* Task statement
From the first line of the rows through the line that contains "Query: paved path", format each line as one string in a JSON list, leaving out any blank lines.

* Data excerpts
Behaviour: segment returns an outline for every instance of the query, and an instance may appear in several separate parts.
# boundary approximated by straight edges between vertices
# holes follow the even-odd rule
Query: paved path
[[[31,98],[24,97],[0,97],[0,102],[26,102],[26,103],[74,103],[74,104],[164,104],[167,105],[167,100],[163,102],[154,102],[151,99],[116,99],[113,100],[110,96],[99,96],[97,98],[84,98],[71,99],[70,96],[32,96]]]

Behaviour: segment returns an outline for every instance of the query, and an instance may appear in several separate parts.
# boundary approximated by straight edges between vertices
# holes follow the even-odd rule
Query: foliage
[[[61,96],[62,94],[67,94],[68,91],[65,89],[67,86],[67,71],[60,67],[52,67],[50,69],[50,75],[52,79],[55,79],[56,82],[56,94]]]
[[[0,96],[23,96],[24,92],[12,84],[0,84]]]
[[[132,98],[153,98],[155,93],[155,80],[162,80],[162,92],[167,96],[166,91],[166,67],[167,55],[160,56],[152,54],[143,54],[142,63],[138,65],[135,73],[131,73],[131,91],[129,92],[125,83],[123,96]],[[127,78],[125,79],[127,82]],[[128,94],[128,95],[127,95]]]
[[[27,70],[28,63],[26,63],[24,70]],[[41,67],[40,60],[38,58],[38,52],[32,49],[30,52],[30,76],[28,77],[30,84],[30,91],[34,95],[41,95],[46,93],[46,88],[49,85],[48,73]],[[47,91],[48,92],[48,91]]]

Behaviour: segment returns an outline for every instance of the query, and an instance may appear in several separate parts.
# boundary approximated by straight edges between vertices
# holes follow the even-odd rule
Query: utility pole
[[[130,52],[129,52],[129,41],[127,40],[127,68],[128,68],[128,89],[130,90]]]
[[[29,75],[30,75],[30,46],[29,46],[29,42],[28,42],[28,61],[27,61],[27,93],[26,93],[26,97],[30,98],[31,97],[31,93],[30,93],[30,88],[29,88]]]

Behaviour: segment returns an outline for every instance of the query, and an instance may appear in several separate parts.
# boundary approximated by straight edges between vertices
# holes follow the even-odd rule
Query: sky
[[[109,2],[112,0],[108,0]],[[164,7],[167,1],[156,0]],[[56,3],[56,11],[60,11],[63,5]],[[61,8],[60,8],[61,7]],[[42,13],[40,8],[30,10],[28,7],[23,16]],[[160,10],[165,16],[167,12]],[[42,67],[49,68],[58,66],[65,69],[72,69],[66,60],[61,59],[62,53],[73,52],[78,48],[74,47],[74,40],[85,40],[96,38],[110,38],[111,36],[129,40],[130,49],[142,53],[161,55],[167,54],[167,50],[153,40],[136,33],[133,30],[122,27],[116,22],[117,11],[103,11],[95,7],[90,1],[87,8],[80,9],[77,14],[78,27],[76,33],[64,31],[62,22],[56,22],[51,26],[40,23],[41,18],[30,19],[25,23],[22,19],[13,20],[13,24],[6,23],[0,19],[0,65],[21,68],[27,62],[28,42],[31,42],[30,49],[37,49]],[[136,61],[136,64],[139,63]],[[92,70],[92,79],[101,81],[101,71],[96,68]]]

* The result
[
  "Behaviour: segment returns an outline for every instance of the query, and an instance may appear in several separate parts.",
  "# boundary approximated by straight edges between vertices",
  "# holes follow the even-odd rule",
  "Query: paved path"
]